◆ **THE REQUEST**: Reproduce the following material exactly, including every line.

Pointing and labeling entries:
=====
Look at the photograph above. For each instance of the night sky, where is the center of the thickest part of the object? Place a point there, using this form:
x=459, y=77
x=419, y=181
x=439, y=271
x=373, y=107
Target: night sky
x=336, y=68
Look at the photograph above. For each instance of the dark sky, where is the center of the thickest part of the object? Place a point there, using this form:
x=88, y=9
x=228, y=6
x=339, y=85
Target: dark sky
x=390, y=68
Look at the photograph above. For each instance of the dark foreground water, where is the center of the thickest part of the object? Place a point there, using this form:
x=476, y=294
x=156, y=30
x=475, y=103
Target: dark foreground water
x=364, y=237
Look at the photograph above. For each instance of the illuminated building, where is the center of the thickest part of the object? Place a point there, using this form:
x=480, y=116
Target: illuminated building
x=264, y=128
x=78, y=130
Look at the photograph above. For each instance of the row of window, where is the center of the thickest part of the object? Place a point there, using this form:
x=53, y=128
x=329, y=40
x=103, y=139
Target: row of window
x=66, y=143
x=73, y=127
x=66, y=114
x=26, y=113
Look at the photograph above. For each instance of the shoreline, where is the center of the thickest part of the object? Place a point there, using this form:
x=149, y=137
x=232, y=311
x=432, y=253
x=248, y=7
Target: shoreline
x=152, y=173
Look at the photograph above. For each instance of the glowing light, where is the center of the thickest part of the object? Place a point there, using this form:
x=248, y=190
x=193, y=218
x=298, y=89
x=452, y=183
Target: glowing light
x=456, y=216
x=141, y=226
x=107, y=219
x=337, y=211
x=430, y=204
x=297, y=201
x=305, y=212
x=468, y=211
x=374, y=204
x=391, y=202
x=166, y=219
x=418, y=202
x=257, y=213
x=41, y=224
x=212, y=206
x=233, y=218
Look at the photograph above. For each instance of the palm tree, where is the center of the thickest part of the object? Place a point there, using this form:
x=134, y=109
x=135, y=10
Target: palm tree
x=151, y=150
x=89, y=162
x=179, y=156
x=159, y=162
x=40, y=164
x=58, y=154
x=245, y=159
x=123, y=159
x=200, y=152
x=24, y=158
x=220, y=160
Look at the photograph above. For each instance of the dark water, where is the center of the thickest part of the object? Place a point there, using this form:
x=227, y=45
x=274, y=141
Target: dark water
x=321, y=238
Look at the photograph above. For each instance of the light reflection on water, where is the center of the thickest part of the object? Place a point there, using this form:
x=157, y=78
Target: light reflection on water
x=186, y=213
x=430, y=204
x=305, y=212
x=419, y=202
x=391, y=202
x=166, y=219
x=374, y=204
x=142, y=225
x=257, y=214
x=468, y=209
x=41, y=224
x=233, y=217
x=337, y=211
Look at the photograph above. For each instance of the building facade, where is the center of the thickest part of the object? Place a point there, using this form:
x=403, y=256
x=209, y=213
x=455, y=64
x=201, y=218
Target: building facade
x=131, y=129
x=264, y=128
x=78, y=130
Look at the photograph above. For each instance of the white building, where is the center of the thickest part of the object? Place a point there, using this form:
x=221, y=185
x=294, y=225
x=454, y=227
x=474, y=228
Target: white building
=====
◆ **WORKED SOLUTION**:
Look at the photograph above. For each instance of the night sky, where is the center of the thickest part of the object? Place a point there, using this form:
x=459, y=77
x=419, y=181
x=439, y=271
x=373, y=107
Target: night sky
x=336, y=68
Look at the photograph above. For each instance of the dark sky, where is the center of the thickest part of the object? Place a point there, using this form:
x=88, y=9
x=228, y=6
x=339, y=85
Target: dark sky
x=390, y=68
Look at the photograph above. For each instance of the dark foreground water, where is the center of the thickest part of the object? Place a point there, using this form:
x=476, y=294
x=156, y=30
x=475, y=103
Target: dark foreground water
x=364, y=237
Look at the photograph above. For each instance of the illuminated building, where is the center of the thickest part of the object? Place a point there, using this form:
x=480, y=116
Target: illuminated building
x=264, y=128
x=78, y=130
Look at the photograph above. For each instance of the row of window, where is the center of the thickest part of the object? Place a point there, using this form:
x=53, y=128
x=329, y=40
x=103, y=139
Target: row of window
x=66, y=143
x=73, y=127
x=66, y=114
x=26, y=113
Look at the photograph above. For each instance of the shoreline, where is the center of the thickest part of the object? Place a point there, using this form:
x=149, y=137
x=232, y=311
x=432, y=253
x=248, y=7
Target: shoreline
x=152, y=173
Look at the photograph above. For each instance of the glowing light, where is the center of the thickest part of the object? Place a point there, using this form:
x=248, y=190
x=193, y=218
x=298, y=89
x=452, y=183
Target: glowing light
x=456, y=216
x=141, y=226
x=107, y=219
x=337, y=211
x=430, y=204
x=297, y=201
x=305, y=212
x=468, y=211
x=374, y=204
x=391, y=202
x=166, y=219
x=418, y=202
x=257, y=213
x=41, y=224
x=212, y=206
x=233, y=218
Look at the photograph above. For each instance of the palm tree, where is the center of the thickest part of the object? Place a point there, using this form:
x=134, y=109
x=135, y=10
Target: palm tree
x=151, y=150
x=89, y=162
x=179, y=156
x=159, y=162
x=40, y=164
x=58, y=154
x=245, y=159
x=123, y=159
x=200, y=152
x=24, y=158
x=220, y=160
Look at the photograph above. For each instance of the dark water, where is the center of the thickest part of the object? Place a point there, using this form:
x=227, y=45
x=274, y=141
Target: dark water
x=321, y=238
Look at the photograph above. For each instance of the light reflection on water, where is the center of the thickest part of the object? Place a point there, using this form:
x=157, y=78
Target: light reflection on water
x=186, y=213
x=430, y=204
x=305, y=212
x=419, y=202
x=391, y=202
x=166, y=219
x=374, y=204
x=142, y=225
x=257, y=214
x=468, y=209
x=41, y=224
x=233, y=217
x=337, y=211
Look at the photograph above. For each instance of the building facade, where is the center of the thickest part of the object? Place a point there, using this form:
x=403, y=256
x=209, y=213
x=455, y=64
x=201, y=218
Target: building facade
x=131, y=129
x=264, y=128
x=78, y=130
Look at the photograph above. For each instance of the white building, where is the center of the thickest part of the object? Place a point there, using this form:
x=221, y=185
x=294, y=225
x=454, y=227
x=474, y=228
Target: white building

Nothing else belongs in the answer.